Please echo back, without any change, everything from the line containing "the brown window" down to the end of the entries.

┏━━

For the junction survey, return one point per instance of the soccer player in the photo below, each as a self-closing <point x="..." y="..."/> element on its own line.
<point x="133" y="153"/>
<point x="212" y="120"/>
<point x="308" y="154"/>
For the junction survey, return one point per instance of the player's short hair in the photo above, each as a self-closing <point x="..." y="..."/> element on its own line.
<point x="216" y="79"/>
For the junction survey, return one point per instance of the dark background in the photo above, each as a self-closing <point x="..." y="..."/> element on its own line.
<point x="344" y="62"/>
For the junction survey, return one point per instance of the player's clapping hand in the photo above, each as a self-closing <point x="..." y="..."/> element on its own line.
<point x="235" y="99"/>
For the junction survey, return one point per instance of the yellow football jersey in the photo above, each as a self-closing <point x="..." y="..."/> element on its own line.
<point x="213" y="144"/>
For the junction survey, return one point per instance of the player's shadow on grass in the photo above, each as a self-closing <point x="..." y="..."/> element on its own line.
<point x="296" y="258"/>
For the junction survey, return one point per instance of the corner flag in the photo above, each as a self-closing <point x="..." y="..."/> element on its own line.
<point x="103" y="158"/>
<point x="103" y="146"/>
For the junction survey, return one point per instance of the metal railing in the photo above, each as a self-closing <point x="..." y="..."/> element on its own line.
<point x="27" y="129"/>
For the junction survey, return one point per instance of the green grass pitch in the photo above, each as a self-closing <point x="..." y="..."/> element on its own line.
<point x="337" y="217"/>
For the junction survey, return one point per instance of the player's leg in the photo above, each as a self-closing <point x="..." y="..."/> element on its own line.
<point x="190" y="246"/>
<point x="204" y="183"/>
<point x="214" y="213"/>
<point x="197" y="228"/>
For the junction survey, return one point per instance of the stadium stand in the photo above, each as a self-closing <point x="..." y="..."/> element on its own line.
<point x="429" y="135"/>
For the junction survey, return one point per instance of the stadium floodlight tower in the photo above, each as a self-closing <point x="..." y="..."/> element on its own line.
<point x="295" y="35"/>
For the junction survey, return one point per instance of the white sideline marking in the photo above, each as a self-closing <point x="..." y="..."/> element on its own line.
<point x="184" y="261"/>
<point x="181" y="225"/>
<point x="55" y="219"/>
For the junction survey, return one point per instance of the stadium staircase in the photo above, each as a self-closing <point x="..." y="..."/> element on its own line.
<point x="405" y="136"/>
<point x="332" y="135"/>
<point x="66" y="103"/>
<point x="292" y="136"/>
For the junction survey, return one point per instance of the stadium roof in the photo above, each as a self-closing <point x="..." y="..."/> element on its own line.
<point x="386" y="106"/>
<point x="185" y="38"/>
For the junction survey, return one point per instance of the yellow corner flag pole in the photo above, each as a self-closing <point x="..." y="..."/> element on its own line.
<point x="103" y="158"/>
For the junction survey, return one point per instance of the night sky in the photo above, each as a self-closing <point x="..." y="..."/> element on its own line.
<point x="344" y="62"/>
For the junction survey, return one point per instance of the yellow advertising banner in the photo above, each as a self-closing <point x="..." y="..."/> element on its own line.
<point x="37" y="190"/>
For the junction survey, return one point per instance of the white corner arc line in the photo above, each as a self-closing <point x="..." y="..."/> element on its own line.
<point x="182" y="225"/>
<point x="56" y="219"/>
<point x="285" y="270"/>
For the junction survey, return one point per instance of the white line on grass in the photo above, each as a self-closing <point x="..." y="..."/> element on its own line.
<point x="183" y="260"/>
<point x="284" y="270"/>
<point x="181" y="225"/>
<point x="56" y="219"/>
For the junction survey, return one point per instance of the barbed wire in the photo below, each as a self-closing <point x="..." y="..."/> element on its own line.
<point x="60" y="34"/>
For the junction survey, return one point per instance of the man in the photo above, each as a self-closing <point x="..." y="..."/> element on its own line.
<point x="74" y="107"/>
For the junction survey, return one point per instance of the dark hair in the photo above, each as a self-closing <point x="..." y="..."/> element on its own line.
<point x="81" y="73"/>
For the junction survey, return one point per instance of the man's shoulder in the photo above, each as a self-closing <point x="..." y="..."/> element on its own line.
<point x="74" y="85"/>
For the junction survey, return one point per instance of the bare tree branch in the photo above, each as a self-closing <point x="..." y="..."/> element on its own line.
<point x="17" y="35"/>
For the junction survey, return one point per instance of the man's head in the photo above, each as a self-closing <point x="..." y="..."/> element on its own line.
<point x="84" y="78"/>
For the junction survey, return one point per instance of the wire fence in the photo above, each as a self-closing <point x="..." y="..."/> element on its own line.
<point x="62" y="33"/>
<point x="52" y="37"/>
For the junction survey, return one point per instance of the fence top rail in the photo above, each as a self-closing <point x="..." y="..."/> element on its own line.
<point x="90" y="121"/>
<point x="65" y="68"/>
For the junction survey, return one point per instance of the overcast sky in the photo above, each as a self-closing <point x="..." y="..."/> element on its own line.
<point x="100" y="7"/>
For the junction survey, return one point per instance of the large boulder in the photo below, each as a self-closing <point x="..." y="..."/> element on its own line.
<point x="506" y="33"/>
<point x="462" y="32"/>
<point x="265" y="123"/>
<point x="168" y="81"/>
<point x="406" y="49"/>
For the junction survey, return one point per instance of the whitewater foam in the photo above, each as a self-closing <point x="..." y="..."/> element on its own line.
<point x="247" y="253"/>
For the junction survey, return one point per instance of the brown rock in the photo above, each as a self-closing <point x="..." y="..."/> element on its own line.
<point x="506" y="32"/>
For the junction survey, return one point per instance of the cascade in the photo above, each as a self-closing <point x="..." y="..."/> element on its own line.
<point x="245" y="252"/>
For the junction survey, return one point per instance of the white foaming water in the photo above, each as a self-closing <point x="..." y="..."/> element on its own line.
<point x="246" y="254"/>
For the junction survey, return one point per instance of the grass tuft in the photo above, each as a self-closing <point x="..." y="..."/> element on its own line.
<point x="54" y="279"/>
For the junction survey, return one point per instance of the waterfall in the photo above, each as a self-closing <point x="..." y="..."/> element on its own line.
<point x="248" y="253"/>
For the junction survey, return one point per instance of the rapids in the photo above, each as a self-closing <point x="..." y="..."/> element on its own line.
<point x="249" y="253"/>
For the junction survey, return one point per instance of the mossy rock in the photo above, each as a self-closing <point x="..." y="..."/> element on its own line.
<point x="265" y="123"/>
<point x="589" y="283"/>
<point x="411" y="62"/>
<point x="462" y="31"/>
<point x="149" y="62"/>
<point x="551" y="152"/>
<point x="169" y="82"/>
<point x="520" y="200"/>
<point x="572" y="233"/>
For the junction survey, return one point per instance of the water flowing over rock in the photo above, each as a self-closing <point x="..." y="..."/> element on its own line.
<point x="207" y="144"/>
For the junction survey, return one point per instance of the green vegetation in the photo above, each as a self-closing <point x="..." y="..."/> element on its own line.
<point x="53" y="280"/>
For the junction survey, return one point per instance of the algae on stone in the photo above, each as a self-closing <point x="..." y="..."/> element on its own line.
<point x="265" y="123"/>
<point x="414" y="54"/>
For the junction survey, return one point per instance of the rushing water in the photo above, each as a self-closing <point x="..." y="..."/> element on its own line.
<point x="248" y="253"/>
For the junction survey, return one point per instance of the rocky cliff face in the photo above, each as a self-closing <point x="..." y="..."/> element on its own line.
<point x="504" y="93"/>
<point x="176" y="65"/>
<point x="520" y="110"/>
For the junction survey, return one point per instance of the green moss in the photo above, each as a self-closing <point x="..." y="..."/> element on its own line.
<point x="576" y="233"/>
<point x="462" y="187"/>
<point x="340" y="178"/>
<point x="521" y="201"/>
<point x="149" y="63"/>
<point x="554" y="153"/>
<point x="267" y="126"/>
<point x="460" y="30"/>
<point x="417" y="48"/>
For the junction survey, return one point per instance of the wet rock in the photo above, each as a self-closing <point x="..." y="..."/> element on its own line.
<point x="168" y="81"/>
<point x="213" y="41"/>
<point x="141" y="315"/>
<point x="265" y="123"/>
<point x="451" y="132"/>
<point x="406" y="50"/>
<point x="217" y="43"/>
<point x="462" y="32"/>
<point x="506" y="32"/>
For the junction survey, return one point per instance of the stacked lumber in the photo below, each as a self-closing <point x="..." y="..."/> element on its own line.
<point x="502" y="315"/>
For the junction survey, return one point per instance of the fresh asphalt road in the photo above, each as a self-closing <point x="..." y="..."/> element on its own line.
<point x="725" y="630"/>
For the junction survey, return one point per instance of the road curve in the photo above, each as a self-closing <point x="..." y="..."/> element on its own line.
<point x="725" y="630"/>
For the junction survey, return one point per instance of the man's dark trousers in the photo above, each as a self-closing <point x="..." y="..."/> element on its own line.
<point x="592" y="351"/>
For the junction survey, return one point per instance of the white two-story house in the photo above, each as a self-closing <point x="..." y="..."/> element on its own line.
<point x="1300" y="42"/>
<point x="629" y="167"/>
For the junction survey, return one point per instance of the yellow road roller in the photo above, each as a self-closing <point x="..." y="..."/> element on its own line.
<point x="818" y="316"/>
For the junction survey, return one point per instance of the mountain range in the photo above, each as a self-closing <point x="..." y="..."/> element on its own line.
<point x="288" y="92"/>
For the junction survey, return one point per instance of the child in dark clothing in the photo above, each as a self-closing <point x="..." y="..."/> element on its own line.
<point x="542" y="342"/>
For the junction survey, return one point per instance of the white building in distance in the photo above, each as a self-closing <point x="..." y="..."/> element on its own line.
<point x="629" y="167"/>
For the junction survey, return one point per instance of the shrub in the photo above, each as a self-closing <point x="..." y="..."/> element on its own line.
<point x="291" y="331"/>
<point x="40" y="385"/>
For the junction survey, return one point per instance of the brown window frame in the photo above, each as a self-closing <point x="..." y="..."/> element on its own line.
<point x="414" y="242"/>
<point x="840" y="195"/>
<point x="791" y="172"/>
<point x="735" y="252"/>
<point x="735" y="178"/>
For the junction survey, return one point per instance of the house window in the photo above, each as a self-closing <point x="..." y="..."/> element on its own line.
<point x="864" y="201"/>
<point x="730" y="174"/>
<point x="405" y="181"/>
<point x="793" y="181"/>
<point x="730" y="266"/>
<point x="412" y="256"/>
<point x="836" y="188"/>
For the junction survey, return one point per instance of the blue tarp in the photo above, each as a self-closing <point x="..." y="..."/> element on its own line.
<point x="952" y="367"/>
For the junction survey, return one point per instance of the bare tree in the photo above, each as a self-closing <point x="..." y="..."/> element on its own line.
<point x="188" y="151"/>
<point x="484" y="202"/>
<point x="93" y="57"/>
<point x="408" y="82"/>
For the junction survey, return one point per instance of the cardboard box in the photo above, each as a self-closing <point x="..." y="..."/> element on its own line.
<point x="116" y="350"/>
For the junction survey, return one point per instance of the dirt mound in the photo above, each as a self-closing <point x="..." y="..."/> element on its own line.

┗━━

# [Expected answer]
For the junction survey, return one point per instance of the brown window frame in the photo above, each as a self-closing <point x="..." y="..."/> element on its own line.
<point x="414" y="242"/>
<point x="840" y="195"/>
<point x="791" y="172"/>
<point x="735" y="252"/>
<point x="735" y="178"/>
For the junction survey, return one point per instance of the house window in the photo above, each as a self-closing <point x="..." y="..."/> element on its own line.
<point x="864" y="201"/>
<point x="730" y="174"/>
<point x="405" y="181"/>
<point x="793" y="181"/>
<point x="730" y="266"/>
<point x="412" y="256"/>
<point x="836" y="188"/>
For the junction survey, return one point per instance of the blue tarp in the photo above, each as a self-closing <point x="..." y="..."/> element on its own line.
<point x="952" y="367"/>
For the junction survey, return one point per instance of the bare tree in the photo above, each as a self-closing <point x="..." y="..."/> element on its own line.
<point x="188" y="151"/>
<point x="484" y="202"/>
<point x="93" y="57"/>
<point x="408" y="82"/>
For the junction survey, return one point per instance of the cardboard box in the photo above, each as a self-closing <point x="..." y="..."/> element on its own line.
<point x="116" y="350"/>
For the junction survey, return one point per instance of the dirt mound in the photo above, each as a self-closing <point x="..." y="..."/> element on its own line.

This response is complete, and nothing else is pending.